— START —

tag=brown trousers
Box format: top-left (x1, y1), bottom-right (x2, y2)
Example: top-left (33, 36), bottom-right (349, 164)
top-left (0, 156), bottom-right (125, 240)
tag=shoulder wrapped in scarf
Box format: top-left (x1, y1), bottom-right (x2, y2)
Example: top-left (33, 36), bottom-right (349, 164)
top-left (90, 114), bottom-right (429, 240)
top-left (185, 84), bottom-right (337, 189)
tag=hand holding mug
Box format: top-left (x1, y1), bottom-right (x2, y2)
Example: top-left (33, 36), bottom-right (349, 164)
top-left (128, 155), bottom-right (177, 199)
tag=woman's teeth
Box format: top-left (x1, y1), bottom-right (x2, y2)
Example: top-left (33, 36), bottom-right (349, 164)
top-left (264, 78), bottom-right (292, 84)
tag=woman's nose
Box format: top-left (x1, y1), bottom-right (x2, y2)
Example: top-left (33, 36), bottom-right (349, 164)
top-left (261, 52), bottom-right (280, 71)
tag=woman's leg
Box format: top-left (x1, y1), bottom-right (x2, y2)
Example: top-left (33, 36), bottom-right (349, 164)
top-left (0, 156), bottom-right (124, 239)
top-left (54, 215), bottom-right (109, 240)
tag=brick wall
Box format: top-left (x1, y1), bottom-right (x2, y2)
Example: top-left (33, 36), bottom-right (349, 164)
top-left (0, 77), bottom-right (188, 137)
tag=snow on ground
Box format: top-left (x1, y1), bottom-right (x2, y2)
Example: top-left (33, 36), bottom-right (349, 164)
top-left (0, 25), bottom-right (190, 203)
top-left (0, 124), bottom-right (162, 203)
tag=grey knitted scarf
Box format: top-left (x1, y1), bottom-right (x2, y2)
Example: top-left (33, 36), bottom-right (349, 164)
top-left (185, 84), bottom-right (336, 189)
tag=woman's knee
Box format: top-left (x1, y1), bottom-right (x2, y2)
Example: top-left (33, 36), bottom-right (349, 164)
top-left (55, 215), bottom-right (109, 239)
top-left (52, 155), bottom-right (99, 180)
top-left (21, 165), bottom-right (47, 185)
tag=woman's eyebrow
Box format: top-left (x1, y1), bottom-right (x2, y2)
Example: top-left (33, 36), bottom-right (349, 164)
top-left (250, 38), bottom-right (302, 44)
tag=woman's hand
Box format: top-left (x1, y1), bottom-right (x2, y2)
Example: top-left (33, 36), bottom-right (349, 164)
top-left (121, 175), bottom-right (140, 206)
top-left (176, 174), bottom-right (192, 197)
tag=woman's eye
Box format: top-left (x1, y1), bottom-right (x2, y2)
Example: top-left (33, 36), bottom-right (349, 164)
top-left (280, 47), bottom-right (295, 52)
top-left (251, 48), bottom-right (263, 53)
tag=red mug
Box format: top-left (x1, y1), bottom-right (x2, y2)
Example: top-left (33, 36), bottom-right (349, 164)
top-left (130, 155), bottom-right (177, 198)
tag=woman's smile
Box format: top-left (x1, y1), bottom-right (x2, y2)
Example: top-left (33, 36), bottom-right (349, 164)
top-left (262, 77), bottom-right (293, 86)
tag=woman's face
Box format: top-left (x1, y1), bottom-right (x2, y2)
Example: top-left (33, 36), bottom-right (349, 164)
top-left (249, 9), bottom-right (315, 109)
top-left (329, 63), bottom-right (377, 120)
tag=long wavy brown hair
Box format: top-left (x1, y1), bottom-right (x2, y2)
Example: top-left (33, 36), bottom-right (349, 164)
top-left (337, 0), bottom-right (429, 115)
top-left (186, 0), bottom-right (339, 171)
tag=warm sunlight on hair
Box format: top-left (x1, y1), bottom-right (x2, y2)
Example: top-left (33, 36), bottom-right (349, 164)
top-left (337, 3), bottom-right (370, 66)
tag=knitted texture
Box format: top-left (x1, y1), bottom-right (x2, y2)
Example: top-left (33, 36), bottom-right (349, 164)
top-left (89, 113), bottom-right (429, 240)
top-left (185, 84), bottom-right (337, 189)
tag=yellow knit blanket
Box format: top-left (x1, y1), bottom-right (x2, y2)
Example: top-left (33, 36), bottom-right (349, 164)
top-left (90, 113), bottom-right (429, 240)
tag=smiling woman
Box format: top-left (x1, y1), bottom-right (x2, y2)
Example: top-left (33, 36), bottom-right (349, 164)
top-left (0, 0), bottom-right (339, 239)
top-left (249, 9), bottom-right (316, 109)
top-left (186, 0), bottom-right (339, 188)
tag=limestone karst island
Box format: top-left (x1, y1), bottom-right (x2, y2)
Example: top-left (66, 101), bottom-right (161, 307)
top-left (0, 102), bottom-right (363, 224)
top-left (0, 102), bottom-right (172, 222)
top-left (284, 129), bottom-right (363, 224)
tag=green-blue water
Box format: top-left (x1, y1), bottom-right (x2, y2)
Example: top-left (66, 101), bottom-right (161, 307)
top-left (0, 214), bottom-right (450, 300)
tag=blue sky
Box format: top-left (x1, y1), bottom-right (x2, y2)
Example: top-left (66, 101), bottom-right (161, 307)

— END —

Set exercise> Report every line of the listing above that contains the string "woman", matching uppercase and lowercase exactly.

Output for this task>
tag=woman's teeth
tag=woman's nose
tag=woman's leg
tag=woman's knee
tag=woman's eyebrow
tag=woman's hand
tag=woman's eye
tag=woman's smile
tag=woman's face
tag=smiling woman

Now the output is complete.